[DIRECTION] Write out every one of the following entries verbatim, reproducing each line without any change.

(Items from a data source)
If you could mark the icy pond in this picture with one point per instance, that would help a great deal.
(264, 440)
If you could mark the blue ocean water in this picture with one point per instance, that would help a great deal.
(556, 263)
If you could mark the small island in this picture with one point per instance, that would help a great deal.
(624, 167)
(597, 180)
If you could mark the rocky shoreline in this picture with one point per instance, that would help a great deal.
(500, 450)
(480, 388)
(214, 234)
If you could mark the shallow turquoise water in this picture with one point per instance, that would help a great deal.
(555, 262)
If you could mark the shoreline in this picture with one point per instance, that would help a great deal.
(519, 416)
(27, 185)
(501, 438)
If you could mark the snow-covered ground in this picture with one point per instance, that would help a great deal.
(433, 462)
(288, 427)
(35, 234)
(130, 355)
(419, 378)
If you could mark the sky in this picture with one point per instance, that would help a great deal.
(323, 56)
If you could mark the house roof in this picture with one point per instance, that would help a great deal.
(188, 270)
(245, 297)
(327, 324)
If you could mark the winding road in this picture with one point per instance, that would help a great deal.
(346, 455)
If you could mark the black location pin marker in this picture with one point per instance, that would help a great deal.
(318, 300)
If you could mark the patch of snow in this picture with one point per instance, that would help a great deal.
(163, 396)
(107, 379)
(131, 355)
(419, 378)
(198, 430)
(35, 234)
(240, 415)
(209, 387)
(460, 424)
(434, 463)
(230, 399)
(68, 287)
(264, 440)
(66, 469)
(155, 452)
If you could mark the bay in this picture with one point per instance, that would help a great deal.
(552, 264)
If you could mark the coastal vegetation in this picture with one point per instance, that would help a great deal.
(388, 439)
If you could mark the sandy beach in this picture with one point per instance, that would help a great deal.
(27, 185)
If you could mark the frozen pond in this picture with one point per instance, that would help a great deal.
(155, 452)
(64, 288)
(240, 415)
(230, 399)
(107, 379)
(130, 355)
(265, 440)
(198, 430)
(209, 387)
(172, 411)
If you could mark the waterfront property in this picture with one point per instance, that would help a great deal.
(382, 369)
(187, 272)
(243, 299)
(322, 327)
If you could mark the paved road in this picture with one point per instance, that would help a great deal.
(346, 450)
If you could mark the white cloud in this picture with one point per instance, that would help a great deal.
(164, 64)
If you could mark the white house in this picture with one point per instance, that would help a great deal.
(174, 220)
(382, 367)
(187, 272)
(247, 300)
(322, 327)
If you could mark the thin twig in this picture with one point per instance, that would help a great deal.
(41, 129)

[CORRECT ANSWER]
If you could mark the icy pond in this picture with one point per instance, that would help a great deal.
(264, 440)
If you could mark the blue ocean water in this picture with one point per instance, that would help a great deal.
(556, 263)
If you could mark the small island in this picture with one point per instance, that would help a great deal.
(624, 167)
(597, 180)
If you could mark the rocky shoreline in this picture with one point per instance, that would help a great deal.
(500, 450)
(480, 388)
(214, 234)
If you could mark the shallow turquoise water in this picture with one point per instance, that would help a great deal.
(555, 262)
If you could mark the shoreline in this picture with one point per instance, that would help a great deal.
(519, 416)
(27, 185)
(501, 438)
If you could mark the snow-covered ground in this picture with one point per instance, that would help a great deal.
(433, 462)
(288, 427)
(35, 234)
(130, 355)
(419, 378)
If you could mark the sky in this picture with one point per instance, that would help a great deal.
(323, 56)
If you could mark the house roof in this picture with one point per instance, that would help a great deal.
(188, 270)
(245, 297)
(327, 324)
If you could mark the winding road in this picture with one point per instance, that would help a great deal.
(346, 455)
If you could mark the black location pin marker in this picture with one point per instance, that would help a great deal.
(318, 300)
If you could mark the patch of snow in this picture with one point per instance, that would help a great deal.
(163, 396)
(107, 379)
(131, 355)
(419, 378)
(198, 430)
(35, 234)
(240, 415)
(209, 387)
(460, 424)
(434, 463)
(230, 399)
(68, 287)
(264, 440)
(66, 469)
(155, 452)
If you could mark the bay in this picture with one point per instance, that would help a great deal.
(552, 264)
If you could mark the coastal vegetation in this picture with one point per instance, that would help a great deal.
(388, 439)
If you could mark the sandy beach in this picture with one point per instance, that would help a great deal.
(27, 185)
If you could mark the frozen pond in this picture with one point per instance, that would help a great deal.
(155, 452)
(64, 288)
(240, 415)
(230, 399)
(107, 379)
(130, 355)
(265, 440)
(198, 430)
(209, 387)
(172, 411)
If you could mark the waterfront property in this picture with one point per instance, that would help a great deal.
(382, 369)
(187, 272)
(243, 299)
(322, 327)
If you could mark the paved road in this picture with one point per instance, that would help a great deal.
(346, 450)
If you could mark the white cloud in this picture with one point per instance, that would help a great deal.
(164, 64)
If you could mark the white house in this picture with one point per instance, that would help a great deal.
(174, 220)
(382, 367)
(187, 272)
(247, 300)
(322, 327)
If you could mark the thin twig in this picture with one point per instance, that would help a great deal.
(41, 129)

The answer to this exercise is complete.